* [Source document]
*** Begin section ***

At the root of the debate over ObamaCare is the Marxist notion that all profit is waste, and if we can just take profit out of health care, we can reduce costs and improve services.
–Congressman Tom McClintock R-Calif. (4th District) April 26, 2013Explore This Issue
ACEP News: Vol 32 – No 06 – June 2013
Over the last several decades I’ve become accustomed to the dismissal of wacko notions from California as emanating from the “fruit and nut crowd.” I’ve also become keenly aware that there are nuts on both the left and the right.
I don’t know much about Congressman McClintock, so I won’t characterize him as too right-wing, especially since some of my best friends might describe me that same way. But if he thinks what this quotation suggests he thinks about profit in health care, he is too far off.
I am inclined toward the very non-Marxist idea that the profit motive drives efficiency, innovation, and a strong inclination for a business to find out what the customer needs or wants and to supply it at the lowest possible price, assuming sufficient competition. In the case of Apple, led by the visionary Steve Jobs, it even drove the company to figure out what the customer wanted but didn’t yet realize he wanted.
But after three decades practicing medicine, I am convinced that the profit motive in health care yields many behaviors that are counterproductive.
It is sometimes difficult to tell whether profit-driven behavior is real or merely suspected by the cynical. Would a gastroenterologist really recommend a procedure for which he gets paid well by a patient’s insurance when the patient could clearly do just as well without it?

*** End section ***

* [Task details]
In the column on profit in health care, how long does the writer say they have practiced medicine?

* [Dataset section]
*** Begin section ***

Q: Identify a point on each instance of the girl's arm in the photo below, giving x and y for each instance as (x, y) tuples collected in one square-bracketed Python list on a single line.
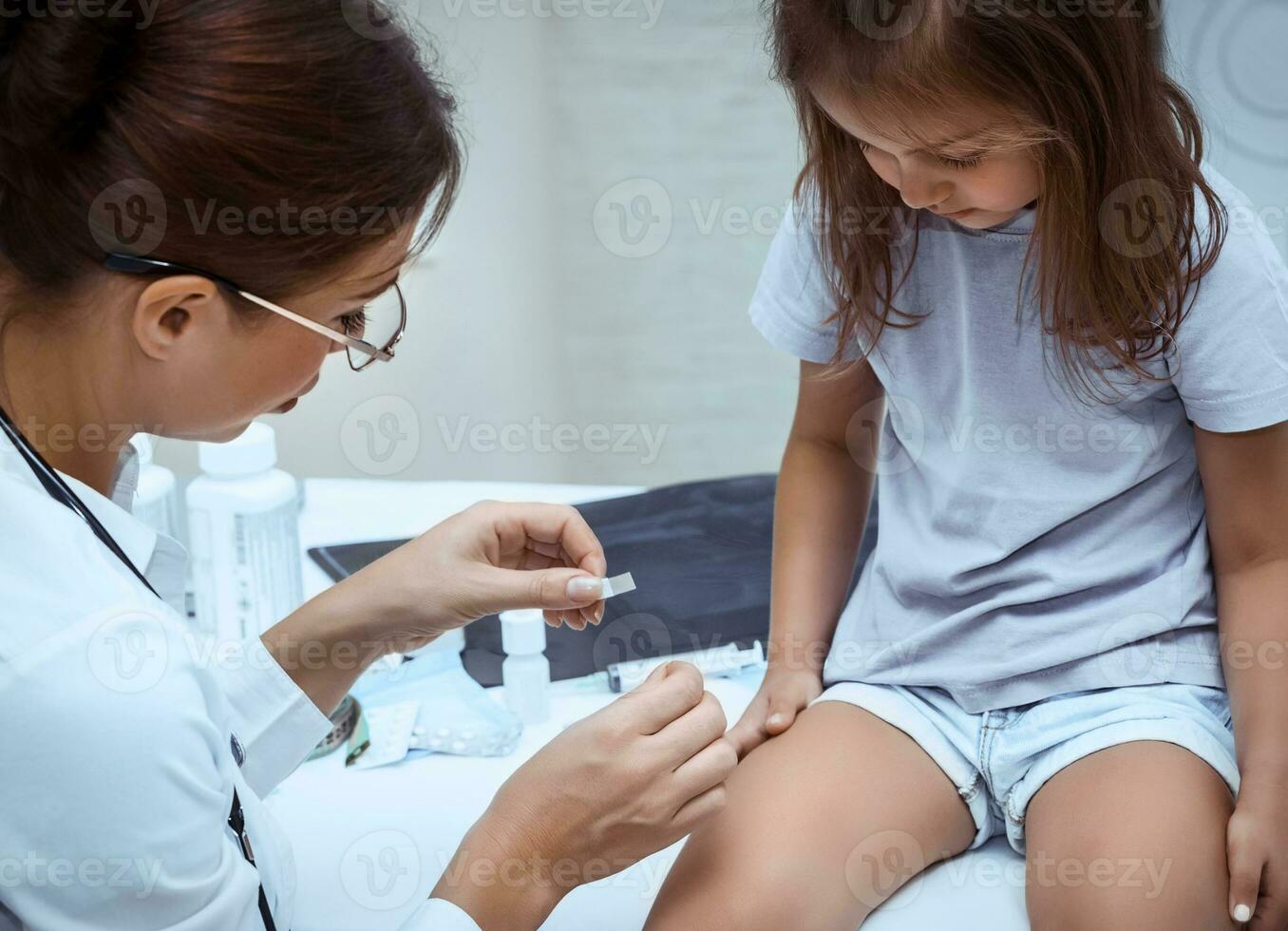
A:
[(1245, 484), (824, 487)]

*** End section ***

* [Answer below]
Three decades.